> **Data records**:
+---+

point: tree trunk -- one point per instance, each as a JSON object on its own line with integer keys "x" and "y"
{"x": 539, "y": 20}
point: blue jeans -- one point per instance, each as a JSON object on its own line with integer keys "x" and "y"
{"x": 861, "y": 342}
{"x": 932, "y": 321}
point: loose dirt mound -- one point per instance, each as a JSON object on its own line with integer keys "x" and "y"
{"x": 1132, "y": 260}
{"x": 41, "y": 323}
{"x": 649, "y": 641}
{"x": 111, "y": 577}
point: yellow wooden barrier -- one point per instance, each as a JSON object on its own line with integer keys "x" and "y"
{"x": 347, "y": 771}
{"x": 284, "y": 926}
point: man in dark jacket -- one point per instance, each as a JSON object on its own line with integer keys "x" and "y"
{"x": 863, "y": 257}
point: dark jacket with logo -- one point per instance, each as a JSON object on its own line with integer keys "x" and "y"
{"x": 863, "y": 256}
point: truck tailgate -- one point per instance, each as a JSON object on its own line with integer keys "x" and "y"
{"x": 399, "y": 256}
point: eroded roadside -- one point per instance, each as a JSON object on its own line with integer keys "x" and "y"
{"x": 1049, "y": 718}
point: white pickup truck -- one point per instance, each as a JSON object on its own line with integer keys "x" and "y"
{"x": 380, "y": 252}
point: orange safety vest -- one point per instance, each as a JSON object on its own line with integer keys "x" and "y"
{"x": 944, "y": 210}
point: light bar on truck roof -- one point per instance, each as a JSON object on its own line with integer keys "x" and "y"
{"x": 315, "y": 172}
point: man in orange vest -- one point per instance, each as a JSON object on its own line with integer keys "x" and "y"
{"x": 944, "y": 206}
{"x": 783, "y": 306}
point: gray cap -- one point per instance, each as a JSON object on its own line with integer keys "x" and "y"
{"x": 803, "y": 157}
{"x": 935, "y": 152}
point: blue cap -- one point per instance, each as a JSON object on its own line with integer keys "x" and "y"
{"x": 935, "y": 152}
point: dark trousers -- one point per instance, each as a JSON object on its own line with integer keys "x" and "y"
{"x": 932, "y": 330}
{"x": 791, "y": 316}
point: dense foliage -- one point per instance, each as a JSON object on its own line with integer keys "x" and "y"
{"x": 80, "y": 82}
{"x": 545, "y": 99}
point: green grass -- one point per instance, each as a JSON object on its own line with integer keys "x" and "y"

+---+

> **Problem to work on**: Add 140 to every x and y coordinate in the answers, then write out again all lines from the one containing "point: gray cap" through the end of the records, including the labeling requests.

> **Full answer**:
point: gray cap -- one point per instance, each as a JSON object on its own line with integer keys "x" and "y"
{"x": 943, "y": 297}
{"x": 1075, "y": 292}
point: blue cap -- one point per instance, each as a JSON object on its own line with integer keys "x" and "y"
{"x": 1075, "y": 292}
point: dark trousers -- one point per instance, each as a JSON object on its own line with integer keys "x" and "y"
{"x": 1072, "y": 470}
{"x": 931, "y": 456}
point: dense foliage -- one point per instance, each as a JSON object on its own line with integer keys "x" and "y"
{"x": 220, "y": 222}
{"x": 685, "y": 239}
point: green grass -- one point per instance, each as a JSON object on its own line with integer keys "x" and "y"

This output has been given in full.